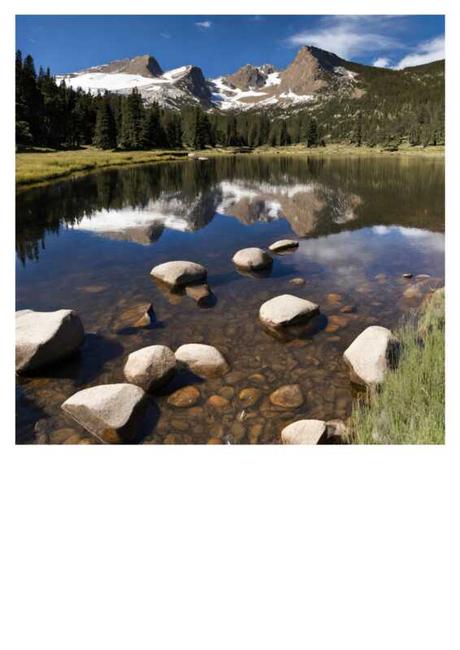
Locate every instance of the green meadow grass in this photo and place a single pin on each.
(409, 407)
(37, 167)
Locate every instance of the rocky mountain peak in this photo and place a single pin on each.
...
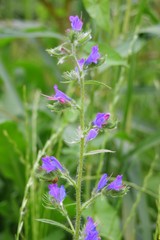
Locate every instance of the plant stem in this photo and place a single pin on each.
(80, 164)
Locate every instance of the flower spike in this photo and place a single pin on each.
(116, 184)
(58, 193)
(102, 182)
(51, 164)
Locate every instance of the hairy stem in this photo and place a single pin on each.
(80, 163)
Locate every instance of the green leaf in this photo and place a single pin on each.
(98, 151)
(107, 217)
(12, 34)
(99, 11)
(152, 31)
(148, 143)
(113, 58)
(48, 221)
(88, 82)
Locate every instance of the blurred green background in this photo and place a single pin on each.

[TRY IT]
Beginning at the line with "Locate every instance of the hairy" and stopping after the line with "Locate every instance of the blurred", please write out every line of the data above exactly and nothing else.

[WORKED SOLUTION]
Locate every instance of the hairy stem in this photo and place a single pin on each.
(80, 163)
Locate every instance of the green leaf in this photo and place a single pin on each.
(98, 151)
(107, 217)
(12, 34)
(99, 11)
(152, 31)
(148, 143)
(113, 58)
(48, 221)
(88, 82)
Locate every instance of the blurred green background in this photo and place a single pin on each.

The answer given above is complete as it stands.